■ **WHAT THE TASK ASKS**
Could you reproduce all of the records below, swapping every "positive clicks" for "foreground clicks" and leaving everything else unchanged?

** Opening RECORD EXTRACTS block **

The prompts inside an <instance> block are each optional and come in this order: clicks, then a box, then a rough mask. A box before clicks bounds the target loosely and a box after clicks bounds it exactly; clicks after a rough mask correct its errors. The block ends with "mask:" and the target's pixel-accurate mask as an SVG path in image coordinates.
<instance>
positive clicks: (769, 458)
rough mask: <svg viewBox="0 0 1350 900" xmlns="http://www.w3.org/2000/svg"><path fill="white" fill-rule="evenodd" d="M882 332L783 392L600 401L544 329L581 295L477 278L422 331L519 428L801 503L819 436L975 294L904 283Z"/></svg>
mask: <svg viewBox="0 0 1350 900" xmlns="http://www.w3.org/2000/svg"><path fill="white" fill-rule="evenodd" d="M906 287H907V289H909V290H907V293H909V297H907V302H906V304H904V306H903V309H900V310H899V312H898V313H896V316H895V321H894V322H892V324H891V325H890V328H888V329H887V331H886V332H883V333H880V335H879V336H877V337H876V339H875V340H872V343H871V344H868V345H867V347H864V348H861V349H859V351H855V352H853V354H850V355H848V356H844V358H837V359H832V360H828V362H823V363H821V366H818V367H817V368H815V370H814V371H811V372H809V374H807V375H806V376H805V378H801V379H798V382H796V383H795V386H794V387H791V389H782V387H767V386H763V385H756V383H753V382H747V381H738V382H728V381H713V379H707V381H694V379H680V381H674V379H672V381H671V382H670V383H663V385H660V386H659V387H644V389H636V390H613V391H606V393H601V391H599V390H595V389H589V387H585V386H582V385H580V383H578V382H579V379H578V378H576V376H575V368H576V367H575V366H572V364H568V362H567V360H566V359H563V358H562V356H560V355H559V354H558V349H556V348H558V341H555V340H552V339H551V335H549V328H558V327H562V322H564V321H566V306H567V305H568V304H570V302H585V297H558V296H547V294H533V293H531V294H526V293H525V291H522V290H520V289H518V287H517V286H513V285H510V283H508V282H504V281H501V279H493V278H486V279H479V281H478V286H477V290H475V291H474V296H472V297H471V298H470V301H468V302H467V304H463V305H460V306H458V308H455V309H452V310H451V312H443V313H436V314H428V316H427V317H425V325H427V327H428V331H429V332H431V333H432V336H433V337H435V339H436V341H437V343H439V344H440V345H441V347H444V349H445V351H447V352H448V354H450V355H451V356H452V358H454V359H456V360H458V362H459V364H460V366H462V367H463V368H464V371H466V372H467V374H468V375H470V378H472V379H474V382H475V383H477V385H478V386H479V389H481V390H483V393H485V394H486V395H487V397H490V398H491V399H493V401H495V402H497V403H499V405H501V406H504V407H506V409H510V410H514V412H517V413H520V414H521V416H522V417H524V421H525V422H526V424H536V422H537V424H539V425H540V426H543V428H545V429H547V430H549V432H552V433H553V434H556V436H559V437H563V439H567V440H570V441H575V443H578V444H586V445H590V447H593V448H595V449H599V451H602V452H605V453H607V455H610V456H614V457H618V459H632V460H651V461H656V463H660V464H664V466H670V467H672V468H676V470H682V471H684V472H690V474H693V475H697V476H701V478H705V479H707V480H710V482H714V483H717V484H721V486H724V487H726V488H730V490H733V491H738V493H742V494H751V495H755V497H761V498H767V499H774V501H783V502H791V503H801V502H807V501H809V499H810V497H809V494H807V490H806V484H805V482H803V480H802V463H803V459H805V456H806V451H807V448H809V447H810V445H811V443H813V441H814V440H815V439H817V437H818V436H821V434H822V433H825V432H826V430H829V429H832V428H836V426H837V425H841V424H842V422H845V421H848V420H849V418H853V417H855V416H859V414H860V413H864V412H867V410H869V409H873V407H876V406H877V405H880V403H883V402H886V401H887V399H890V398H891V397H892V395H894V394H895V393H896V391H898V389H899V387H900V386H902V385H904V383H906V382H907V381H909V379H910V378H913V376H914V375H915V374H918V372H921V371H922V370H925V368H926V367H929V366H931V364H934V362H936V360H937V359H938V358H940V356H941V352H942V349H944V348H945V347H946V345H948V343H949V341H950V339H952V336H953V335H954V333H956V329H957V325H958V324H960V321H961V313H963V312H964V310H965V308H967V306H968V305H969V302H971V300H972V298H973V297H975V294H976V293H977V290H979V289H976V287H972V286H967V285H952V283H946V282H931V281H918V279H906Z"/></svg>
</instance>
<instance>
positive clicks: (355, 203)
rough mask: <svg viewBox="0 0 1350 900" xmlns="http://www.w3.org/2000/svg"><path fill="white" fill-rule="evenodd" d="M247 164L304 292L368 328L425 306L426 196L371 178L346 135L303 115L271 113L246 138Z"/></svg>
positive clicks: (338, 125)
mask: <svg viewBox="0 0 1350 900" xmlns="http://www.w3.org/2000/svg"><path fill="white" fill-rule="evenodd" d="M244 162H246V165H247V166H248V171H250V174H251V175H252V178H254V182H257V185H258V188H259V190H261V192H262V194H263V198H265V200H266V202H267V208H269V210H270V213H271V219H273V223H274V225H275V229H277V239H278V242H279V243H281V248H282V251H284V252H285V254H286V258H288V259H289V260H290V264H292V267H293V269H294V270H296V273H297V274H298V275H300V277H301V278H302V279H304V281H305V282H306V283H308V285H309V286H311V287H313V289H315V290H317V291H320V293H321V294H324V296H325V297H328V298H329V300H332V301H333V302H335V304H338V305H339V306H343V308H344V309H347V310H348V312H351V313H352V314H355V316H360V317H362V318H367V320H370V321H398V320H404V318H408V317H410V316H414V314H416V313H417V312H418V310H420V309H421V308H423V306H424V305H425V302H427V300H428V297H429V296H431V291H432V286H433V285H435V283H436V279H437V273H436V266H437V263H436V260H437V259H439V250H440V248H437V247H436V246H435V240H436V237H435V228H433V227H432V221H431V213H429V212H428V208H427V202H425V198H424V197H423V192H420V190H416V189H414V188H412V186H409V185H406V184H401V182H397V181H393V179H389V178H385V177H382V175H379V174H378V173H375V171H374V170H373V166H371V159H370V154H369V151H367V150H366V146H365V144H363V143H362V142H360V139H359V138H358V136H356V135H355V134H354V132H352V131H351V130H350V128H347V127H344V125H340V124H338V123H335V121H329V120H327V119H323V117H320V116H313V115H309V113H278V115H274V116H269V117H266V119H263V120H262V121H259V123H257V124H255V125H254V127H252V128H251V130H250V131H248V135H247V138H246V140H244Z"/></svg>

** Closing RECORD EXTRACTS block **

■ **RESPONSE**
The prompts inside an <instance> block are each optional and come in this order: clicks, then a box, then a rough mask. A box before clicks bounds the target loosely and a box after clicks bounds it exactly; clicks after a rough mask correct its errors. The block ends with "mask:" and the target's pixel-accurate mask as an SVG path in image coordinates.
<instance>
foreground clicks: (769, 458)
rough mask: <svg viewBox="0 0 1350 900" xmlns="http://www.w3.org/2000/svg"><path fill="white" fill-rule="evenodd" d="M882 332L783 392L600 401L544 329L581 295L477 278L422 331L519 428L801 503L819 436L975 294L904 283Z"/></svg>
mask: <svg viewBox="0 0 1350 900" xmlns="http://www.w3.org/2000/svg"><path fill="white" fill-rule="evenodd" d="M906 287H907V289H909V290H907V293H909V297H907V302H906V304H904V306H903V309H900V310H899V312H898V313H896V316H895V321H894V322H892V324H891V325H890V328H888V329H887V331H886V332H883V333H880V335H879V336H877V337H876V339H875V340H872V343H871V344H868V345H867V347H864V348H861V349H859V351H855V352H853V354H850V355H848V356H844V358H837V359H832V360H828V362H823V363H821V366H818V367H817V368H815V370H814V371H811V372H809V374H807V375H806V376H805V378H801V379H798V382H796V383H795V386H794V387H791V389H782V387H767V386H763V385H756V383H753V382H747V381H738V382H728V381H713V379H707V381H694V379H680V381H674V379H672V381H671V382H670V383H663V385H660V386H659V387H644V389H636V390H613V391H606V393H601V391H599V390H595V389H589V387H585V386H582V385H580V383H578V382H579V379H578V378H576V376H575V368H576V367H575V366H572V364H568V362H567V360H566V359H563V358H562V356H560V355H559V354H558V349H556V348H558V341H555V340H552V339H551V335H549V328H558V327H562V322H564V321H566V306H567V305H568V304H570V302H585V297H558V296H547V294H533V293H531V294H526V293H525V291H522V290H520V289H518V287H517V286H513V285H510V283H508V282H504V281H501V279H493V278H486V279H479V281H478V286H477V290H475V291H474V296H472V297H471V298H470V301H468V302H467V304H463V305H460V306H458V308H455V309H452V310H451V312H443V313H436V314H428V316H427V317H425V325H427V327H428V331H429V332H431V333H432V336H433V337H435V339H436V341H437V343H439V344H440V345H441V347H444V349H445V351H447V352H448V354H450V355H451V356H452V358H454V359H456V360H458V362H459V364H460V366H462V367H463V368H464V371H466V372H467V374H468V375H470V378H472V379H474V382H475V383H477V385H478V386H479V389H481V390H483V393H485V394H486V395H487V397H490V398H491V399H493V401H495V402H497V403H499V405H501V406H504V407H506V409H510V410H514V412H517V413H520V414H521V416H522V417H524V421H525V422H526V424H536V422H537V424H539V425H540V426H543V428H545V429H547V430H549V432H552V433H553V434H556V436H559V437H563V439H567V440H570V441H575V443H578V444H586V445H590V447H593V448H595V449H599V451H602V452H605V453H607V455H610V456H614V457H618V459H632V460H651V461H656V463H660V464H664V466H670V467H672V468H676V470H682V471H684V472H690V474H693V475H697V476H701V478H705V479H707V480H710V482H714V483H717V484H721V486H724V487H726V488H730V490H733V491H738V493H742V494H751V495H755V497H761V498H767V499H774V501H783V502H791V503H801V502H807V501H809V499H810V497H809V494H807V490H806V484H805V482H803V480H802V463H803V459H805V456H806V451H807V448H809V447H810V445H811V443H813V441H814V440H815V439H817V437H818V436H821V434H822V433H825V432H826V430H829V429H832V428H836V426H837V425H841V424H842V422H845V421H848V420H849V418H853V417H855V416H859V414H860V413H864V412H867V410H869V409H873V407H876V406H877V405H880V403H883V402H886V401H887V399H890V398H891V397H892V395H894V394H895V393H896V391H898V389H899V387H900V386H902V385H904V383H906V382H907V381H909V379H910V378H913V376H914V375H915V374H918V372H921V371H922V370H925V368H926V367H929V366H931V364H934V362H936V360H937V359H938V358H940V356H941V352H942V349H944V348H945V347H946V345H948V343H949V341H950V339H952V336H953V335H954V333H956V329H957V325H958V324H960V321H961V313H963V312H964V310H965V308H967V306H968V305H969V302H971V300H972V298H973V297H975V294H976V293H977V290H979V289H976V287H972V286H967V285H952V283H946V282H931V281H918V279H906Z"/></svg>
</instance>
<instance>
foreground clicks: (355, 203)
rough mask: <svg viewBox="0 0 1350 900" xmlns="http://www.w3.org/2000/svg"><path fill="white" fill-rule="evenodd" d="M247 164L304 292L368 328L425 306L426 196L371 178L346 135L303 115L271 113L246 138Z"/></svg>
foreground clicks: (338, 125)
mask: <svg viewBox="0 0 1350 900" xmlns="http://www.w3.org/2000/svg"><path fill="white" fill-rule="evenodd" d="M244 162H246V165H247V166H248V171H250V174H251V175H252V178H254V182H257V185H258V188H259V190H261V192H262V194H263V198H265V200H266V202H267V208H269V210H270V213H271V219H273V223H274V225H275V229H277V239H278V242H279V243H281V248H282V251H284V252H285V254H286V258H288V259H289V260H290V264H292V267H293V269H294V270H296V273H297V274H298V275H300V277H301V278H302V279H304V281H305V282H306V283H308V285H309V286H311V287H313V289H315V290H317V291H320V293H321V294H324V296H325V297H328V298H329V300H332V301H333V302H335V304H338V305H339V306H343V308H344V309H347V310H348V312H351V313H352V314H355V316H360V317H362V318H367V320H370V321H398V320H404V318H408V317H410V316H414V314H416V313H417V312H418V310H420V309H421V308H423V306H424V305H425V302H427V300H428V297H429V296H431V291H432V286H433V285H435V283H436V279H437V273H436V266H437V263H436V260H437V259H439V250H440V248H437V247H436V246H435V240H436V237H435V228H433V227H432V221H431V213H429V212H428V208H427V202H425V198H424V197H423V192H420V190H416V189H414V188H412V186H409V185H406V184H401V182H397V181H393V179H389V178H385V177H382V175H379V174H378V173H375V171H374V170H373V166H371V159H370V154H369V151H367V150H366V146H365V144H363V143H362V142H360V139H359V138H358V136H356V135H355V134H354V132H352V131H351V130H350V128H347V127H344V125H340V124H338V123H335V121H329V120H327V119H323V117H320V116H313V115H309V113H278V115H274V116H269V117H266V119H263V120H262V121H259V123H257V124H255V125H254V127H252V128H251V130H250V131H248V135H247V138H246V140H244Z"/></svg>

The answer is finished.